• BRIEF
Please add 108 to each bounding box coordinate in the lines below, from the first line through the one holding "[434,171,513,350]", inclusive. Write out only those lines again with their requests and leave out the picture.

• DATA SUPPLIED

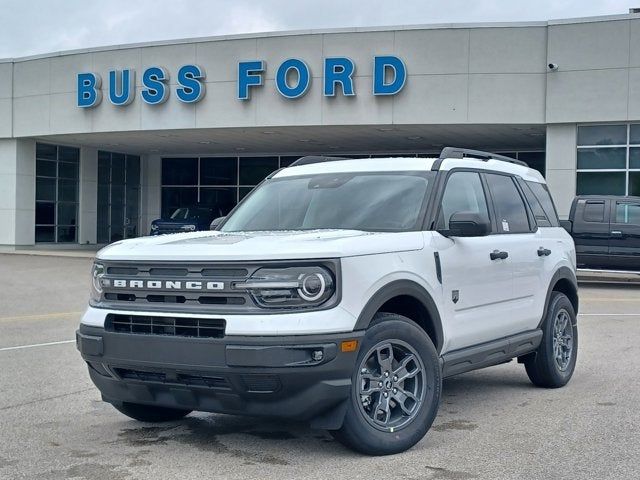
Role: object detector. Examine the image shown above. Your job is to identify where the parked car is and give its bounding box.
[77,148,578,455]
[561,195,640,270]
[150,205,220,235]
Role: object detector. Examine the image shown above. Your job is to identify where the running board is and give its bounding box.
[442,329,542,378]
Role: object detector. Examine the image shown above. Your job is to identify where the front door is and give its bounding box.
[97,151,140,243]
[434,171,513,350]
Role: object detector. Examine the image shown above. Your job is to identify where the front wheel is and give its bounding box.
[331,313,442,455]
[114,402,191,423]
[524,292,578,388]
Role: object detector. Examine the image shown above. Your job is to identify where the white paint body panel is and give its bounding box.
[82,158,575,354]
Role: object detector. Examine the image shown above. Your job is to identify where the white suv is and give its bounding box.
[77,147,578,455]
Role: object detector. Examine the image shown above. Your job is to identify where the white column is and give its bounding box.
[546,123,577,219]
[78,147,98,244]
[0,139,36,246]
[140,155,162,235]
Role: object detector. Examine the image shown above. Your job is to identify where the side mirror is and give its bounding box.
[209,217,227,230]
[446,212,491,237]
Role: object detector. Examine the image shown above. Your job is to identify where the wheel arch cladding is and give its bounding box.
[538,267,580,327]
[354,280,444,353]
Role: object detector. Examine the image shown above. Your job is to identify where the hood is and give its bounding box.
[96,230,424,261]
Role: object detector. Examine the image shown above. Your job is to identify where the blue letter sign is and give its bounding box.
[109,68,136,106]
[238,60,264,100]
[276,58,310,98]
[176,65,205,103]
[78,73,102,108]
[324,57,356,97]
[140,67,169,105]
[373,55,407,95]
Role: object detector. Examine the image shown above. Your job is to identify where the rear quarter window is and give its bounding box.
[523,181,560,227]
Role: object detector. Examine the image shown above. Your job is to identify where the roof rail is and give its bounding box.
[431,147,529,170]
[289,155,353,167]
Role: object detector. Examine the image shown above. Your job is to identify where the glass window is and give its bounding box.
[576,172,626,195]
[436,172,489,230]
[36,143,58,160]
[524,182,560,227]
[200,157,238,185]
[629,147,640,169]
[578,147,627,170]
[629,172,640,197]
[162,158,198,185]
[240,157,278,185]
[162,187,198,218]
[629,123,640,145]
[578,125,627,145]
[36,177,56,202]
[36,202,56,225]
[616,203,640,225]
[223,172,432,232]
[36,159,57,177]
[200,187,237,217]
[583,201,604,222]
[487,174,531,233]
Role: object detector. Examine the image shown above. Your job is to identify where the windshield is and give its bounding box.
[221,172,432,232]
[171,207,210,220]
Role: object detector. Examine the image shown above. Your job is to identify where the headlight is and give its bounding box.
[90,263,104,302]
[234,266,335,308]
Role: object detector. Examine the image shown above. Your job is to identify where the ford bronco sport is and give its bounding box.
[77,147,578,455]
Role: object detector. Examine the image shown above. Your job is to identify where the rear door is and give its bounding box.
[609,200,640,270]
[434,170,513,350]
[484,173,547,336]
[572,198,611,268]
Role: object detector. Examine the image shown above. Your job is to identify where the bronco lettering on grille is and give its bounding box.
[112,280,224,290]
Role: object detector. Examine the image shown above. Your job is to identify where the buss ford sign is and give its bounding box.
[78,55,407,108]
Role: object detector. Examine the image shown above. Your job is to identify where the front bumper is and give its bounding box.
[76,325,364,429]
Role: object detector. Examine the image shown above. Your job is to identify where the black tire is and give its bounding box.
[331,313,442,455]
[114,402,191,423]
[524,292,578,388]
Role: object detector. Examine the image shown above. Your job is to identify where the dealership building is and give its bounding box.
[0,14,640,248]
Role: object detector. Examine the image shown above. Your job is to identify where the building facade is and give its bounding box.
[0,14,640,246]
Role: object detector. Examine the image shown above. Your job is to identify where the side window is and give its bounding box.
[520,182,552,227]
[583,202,604,222]
[523,182,560,227]
[616,203,640,225]
[436,172,489,230]
[487,173,531,233]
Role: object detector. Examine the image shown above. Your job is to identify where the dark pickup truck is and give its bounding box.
[560,195,640,270]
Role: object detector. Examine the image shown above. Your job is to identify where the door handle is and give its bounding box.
[489,250,509,260]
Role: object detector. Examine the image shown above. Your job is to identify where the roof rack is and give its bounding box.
[289,155,353,167]
[431,147,529,171]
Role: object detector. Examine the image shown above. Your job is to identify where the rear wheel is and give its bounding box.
[114,402,191,423]
[524,292,578,388]
[332,313,442,455]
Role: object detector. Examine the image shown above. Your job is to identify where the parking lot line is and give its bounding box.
[0,312,82,322]
[0,340,75,352]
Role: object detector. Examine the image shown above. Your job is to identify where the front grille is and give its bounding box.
[97,261,255,313]
[113,368,230,390]
[104,313,226,338]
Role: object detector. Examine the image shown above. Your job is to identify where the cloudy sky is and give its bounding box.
[0,0,640,58]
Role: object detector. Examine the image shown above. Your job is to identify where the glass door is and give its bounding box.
[97,151,140,243]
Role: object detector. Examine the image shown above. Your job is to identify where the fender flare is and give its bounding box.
[354,280,444,353]
[538,267,579,328]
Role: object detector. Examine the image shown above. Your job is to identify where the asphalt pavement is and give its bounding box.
[0,255,640,480]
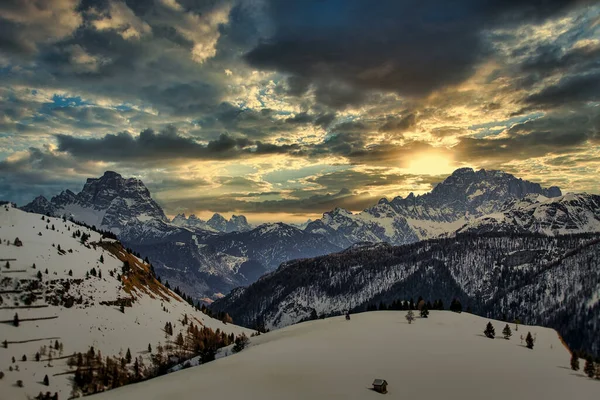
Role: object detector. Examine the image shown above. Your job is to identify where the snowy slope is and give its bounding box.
[305,168,561,247]
[0,206,251,400]
[90,311,600,400]
[212,234,600,353]
[451,193,600,235]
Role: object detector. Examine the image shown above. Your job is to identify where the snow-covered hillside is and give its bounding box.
[0,205,251,400]
[23,171,339,299]
[91,311,600,400]
[451,193,600,235]
[212,233,600,353]
[171,213,252,233]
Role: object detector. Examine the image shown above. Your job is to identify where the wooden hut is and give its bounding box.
[373,379,387,394]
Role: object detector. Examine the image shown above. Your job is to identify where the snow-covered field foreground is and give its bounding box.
[94,311,600,400]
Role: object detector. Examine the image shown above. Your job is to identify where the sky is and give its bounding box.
[0,0,600,222]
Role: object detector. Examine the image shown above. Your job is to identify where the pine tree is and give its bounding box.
[583,357,596,378]
[502,324,512,340]
[525,332,533,349]
[571,353,579,371]
[483,322,496,339]
[175,332,183,347]
[125,348,131,364]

• REPLY
Role: object detector. Examine the image shown above. Your job is to identify where the parked car is and give its bounding box.
[185,256,686,563]
[669,303,748,378]
[258,313,328,343]
Role: object detector. Examine the image shown above. Your job is to identify where the running board is and give its bounding box.
[550,437,650,486]
Role: object detector. Examine the image shown above. Your job is to identify where the front door is and give its bounding box.
[205,259,248,351]
[542,279,621,458]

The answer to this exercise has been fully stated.